The future of performance
Automakers more prepared to adjust to fuel standards than in 1970s
BY MARK PHELAN • FREE PRESS COLUMNIST • April 27, 2008
A picture is forming of how automakers will build vehicles with power and performance in the face of upcoming tough fuel economy rules.
The first generation of fuel economy regulations in the 1970s ushered in a couple of decades of bad and boring cars, largely because Detroit-based automakers were unprepared for it.
"This is very different," Mike Accavitti of Chrysler's SRT performance group told me after a day driving the company's fast new Dodge Challenger in California. "We have time to strategize, and we have technologies that didn't exist then. People have been working on alternative powertrain systems for 10 years now.
"There's a way to do it. We don't know exactly how, but our engineers will do it. There's a way to serve our customers and serve the government."
A mosaic of new technologies -- some already on the road in limited numbers -- reveals the route companies will take to meet the new requirements and still build vehicles that can excite buyers.
The key technologies -- many of them spelled out in last week's National Highway Traffic Safety Administration proposal to hasten adoption of the new standards -- include direct injection of gasoline, turbocharging and supercharging, a variety of hybrid systems and new transmissions.
NHTSA's proposal doesn't give much weight to diesel engines, but those powerful and fuel efficient powerplants play a large role in some automakers' plans, too. As a rule of thumb, engineers generally figure a diesel needs 30% to 40% less fuel to produce the same amount of power as a gasoline engine.
Surprisingly, given their relatively low profile in environmental circles, General Motors and Volkswagen have the largest portfolio of the new technologies in use today. GM produces direct-injection gasoline engines, a variety of hybrids and diesels in production around the world today.
VW jumped on the direct-injection gasoline bandwagon early and uses it across its Audi and VW model lines to boost power and fuel economy. VW is also a leader in Europe's competitive diesel market. Diesels power 50% of passenger vehicles sold in Europe and account for 70% of sales of big, powerful luxury cars in the German market.
Toyota, which grabbed the mantle of environmental and fuel-efficiency leadership with its Prius hybrid, has more experience with hybrids. Toyota has some direct injection gasoline engines in production in models like its new IS-F performance sedan, but the automaker has little history with passenger-car diesel engines and has yet to offer a hybrid that works in pickups and large
Powertrain specialists expect direct injection and other technologies to raise the power and efficiency of gasoline engines' efficiency to unprecedented levels.

- **Short task a**
Summarize the article on fuel economy standards in two sentences.

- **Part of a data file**
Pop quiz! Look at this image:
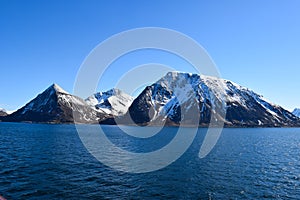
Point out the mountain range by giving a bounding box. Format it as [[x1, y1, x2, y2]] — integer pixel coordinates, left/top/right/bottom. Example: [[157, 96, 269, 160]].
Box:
[[0, 108, 7, 117], [0, 72, 300, 127]]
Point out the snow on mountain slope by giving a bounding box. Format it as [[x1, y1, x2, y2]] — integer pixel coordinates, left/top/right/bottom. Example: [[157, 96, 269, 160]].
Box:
[[4, 84, 106, 123], [0, 108, 7, 117], [85, 89, 133, 116], [129, 72, 299, 126], [292, 108, 300, 117]]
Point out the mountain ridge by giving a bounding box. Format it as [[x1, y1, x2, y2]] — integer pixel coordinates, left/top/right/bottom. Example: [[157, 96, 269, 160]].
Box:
[[0, 72, 300, 127]]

- **Short task b**
Copy the entries word for word, starting at the line that contains "Point out the mountain ridge" and ending at the last line of the entries.

- **Result a**
Automakers are better prepared for tough new fuel economy rules than they were in the 1970s, when the first regulations ushered in decades of bad and boring cars. Technologies such as direct gasoline injection, turbocharging and supercharging, hybrid systems, new transmissions and diesel engines point to how companies will meet the requirements while still building exciting vehicles, and General Motors and Volkswagen have the largest portfolio of these technologies in use today.

- **Result b**
Point out the mountain ridge by giving a bounding box. Format it as [[x1, y1, x2, y2]] — integer pixel coordinates, left/top/right/bottom. Example: [[157, 96, 269, 160]].
Box:
[[0, 72, 300, 127]]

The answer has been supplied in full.